:: YOUR TASK ::
Pick out each line below that contains the word "black" and copy those lines in full. Match the case exactly.

Records from a point labeling set
################

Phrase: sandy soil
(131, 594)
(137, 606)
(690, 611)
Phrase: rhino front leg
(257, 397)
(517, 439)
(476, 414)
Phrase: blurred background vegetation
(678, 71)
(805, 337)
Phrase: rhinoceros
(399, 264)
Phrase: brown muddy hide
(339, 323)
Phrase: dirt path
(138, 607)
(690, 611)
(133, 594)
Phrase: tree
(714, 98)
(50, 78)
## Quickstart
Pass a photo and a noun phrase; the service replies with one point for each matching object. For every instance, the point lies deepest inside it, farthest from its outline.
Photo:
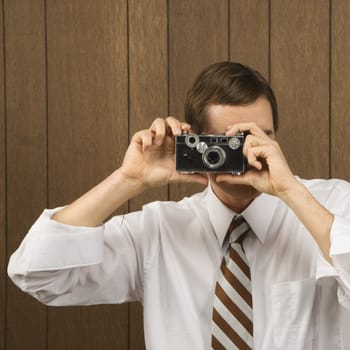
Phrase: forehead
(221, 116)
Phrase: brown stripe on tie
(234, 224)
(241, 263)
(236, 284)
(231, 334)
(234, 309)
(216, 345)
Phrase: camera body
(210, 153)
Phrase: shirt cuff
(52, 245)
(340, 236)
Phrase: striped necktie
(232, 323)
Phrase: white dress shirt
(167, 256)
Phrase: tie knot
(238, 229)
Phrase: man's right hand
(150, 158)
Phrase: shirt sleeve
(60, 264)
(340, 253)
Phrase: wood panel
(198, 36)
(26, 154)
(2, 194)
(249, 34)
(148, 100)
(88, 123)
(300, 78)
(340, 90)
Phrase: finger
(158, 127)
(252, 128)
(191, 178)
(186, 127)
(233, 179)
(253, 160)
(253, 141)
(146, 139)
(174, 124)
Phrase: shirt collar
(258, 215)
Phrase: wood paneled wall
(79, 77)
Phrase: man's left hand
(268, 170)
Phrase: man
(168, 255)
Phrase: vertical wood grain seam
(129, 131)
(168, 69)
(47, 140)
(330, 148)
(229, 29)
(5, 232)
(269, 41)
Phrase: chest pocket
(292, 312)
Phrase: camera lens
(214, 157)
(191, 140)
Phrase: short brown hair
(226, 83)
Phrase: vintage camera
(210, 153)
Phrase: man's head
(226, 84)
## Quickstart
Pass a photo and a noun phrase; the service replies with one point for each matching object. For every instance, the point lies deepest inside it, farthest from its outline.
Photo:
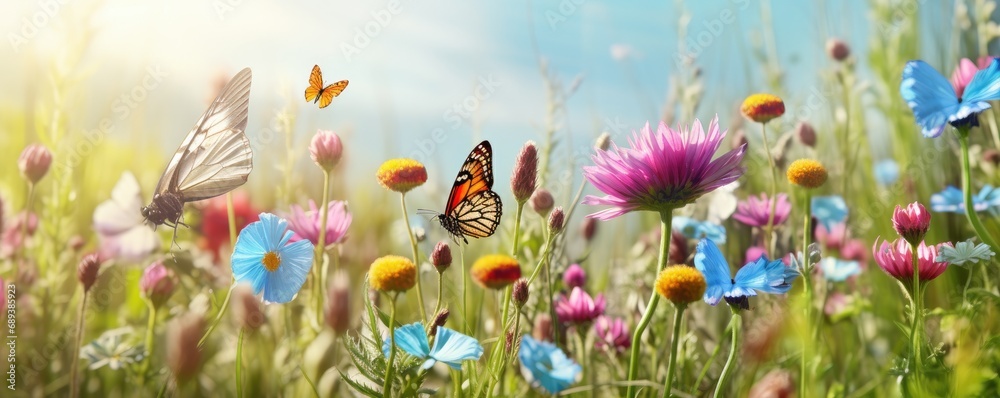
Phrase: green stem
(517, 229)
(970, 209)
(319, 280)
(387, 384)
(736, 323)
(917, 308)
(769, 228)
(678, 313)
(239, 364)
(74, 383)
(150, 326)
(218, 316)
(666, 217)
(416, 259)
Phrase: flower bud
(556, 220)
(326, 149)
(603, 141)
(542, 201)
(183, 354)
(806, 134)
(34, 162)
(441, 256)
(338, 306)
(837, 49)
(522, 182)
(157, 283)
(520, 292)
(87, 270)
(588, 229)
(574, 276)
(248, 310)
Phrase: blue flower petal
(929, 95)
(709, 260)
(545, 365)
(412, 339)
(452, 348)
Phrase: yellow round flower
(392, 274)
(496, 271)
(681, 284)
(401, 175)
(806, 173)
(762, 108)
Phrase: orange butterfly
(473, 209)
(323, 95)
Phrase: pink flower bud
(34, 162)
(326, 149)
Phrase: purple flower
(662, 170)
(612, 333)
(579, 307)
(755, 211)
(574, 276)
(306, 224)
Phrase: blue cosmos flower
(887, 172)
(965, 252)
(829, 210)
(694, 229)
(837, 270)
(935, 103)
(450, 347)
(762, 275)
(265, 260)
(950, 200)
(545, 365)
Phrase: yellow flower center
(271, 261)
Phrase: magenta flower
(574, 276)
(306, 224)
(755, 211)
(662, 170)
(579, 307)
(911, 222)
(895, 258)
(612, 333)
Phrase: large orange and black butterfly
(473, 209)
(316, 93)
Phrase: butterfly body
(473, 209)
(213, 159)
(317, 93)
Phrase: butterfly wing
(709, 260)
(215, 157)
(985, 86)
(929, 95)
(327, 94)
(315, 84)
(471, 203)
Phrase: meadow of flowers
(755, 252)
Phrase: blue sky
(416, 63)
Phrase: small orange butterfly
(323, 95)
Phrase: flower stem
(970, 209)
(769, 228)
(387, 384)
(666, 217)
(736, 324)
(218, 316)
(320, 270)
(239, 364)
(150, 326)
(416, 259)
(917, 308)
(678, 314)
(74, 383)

################

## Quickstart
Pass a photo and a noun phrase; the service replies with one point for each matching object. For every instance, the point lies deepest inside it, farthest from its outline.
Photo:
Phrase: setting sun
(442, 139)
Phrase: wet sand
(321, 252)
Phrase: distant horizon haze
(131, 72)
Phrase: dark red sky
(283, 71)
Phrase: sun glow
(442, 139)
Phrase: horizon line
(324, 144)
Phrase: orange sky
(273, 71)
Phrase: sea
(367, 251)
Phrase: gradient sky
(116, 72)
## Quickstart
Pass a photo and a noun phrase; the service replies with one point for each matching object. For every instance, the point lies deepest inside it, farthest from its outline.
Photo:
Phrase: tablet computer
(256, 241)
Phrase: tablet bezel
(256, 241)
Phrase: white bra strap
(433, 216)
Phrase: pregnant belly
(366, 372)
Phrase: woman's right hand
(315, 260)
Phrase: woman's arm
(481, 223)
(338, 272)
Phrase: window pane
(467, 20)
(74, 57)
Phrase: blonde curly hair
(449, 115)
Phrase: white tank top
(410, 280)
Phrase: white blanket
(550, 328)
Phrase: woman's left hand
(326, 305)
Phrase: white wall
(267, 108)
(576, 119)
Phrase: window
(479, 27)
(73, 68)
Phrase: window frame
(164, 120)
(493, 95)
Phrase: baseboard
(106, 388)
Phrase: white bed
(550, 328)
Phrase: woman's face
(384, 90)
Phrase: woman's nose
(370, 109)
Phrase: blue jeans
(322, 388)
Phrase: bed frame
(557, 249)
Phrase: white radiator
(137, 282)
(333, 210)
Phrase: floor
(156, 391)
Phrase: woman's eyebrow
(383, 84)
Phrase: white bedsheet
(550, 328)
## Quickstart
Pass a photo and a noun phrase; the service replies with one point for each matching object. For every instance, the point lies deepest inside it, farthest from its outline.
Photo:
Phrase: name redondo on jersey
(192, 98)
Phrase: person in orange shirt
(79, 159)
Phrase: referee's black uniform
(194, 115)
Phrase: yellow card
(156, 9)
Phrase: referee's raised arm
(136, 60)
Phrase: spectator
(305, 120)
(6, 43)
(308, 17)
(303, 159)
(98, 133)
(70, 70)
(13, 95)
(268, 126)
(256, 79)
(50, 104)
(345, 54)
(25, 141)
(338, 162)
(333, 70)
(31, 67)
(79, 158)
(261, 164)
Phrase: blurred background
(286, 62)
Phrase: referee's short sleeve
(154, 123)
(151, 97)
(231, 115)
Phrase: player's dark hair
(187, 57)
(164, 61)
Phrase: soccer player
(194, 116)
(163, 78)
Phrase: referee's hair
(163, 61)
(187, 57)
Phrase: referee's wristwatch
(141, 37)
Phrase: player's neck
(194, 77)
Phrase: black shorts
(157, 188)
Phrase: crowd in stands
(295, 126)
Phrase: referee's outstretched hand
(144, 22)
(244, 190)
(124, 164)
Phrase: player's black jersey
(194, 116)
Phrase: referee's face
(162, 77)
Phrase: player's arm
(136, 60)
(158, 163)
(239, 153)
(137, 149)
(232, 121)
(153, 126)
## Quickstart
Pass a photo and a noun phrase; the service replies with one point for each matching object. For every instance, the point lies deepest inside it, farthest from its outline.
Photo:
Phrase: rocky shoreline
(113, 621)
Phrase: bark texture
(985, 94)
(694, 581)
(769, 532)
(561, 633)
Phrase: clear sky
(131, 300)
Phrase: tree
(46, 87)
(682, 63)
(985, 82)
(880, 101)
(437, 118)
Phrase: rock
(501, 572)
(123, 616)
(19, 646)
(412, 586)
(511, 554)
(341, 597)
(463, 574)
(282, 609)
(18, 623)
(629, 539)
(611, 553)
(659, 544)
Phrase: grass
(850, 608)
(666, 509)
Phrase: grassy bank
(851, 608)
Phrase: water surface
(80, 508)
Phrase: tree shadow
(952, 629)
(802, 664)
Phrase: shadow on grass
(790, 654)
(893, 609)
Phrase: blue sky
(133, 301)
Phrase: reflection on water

################

:: FINISHED EXERCISE ::
Phrase: large orange and black butterfly
Phrase: referee's black uniform
Phrase: black shorts
Phrase: player's black jersey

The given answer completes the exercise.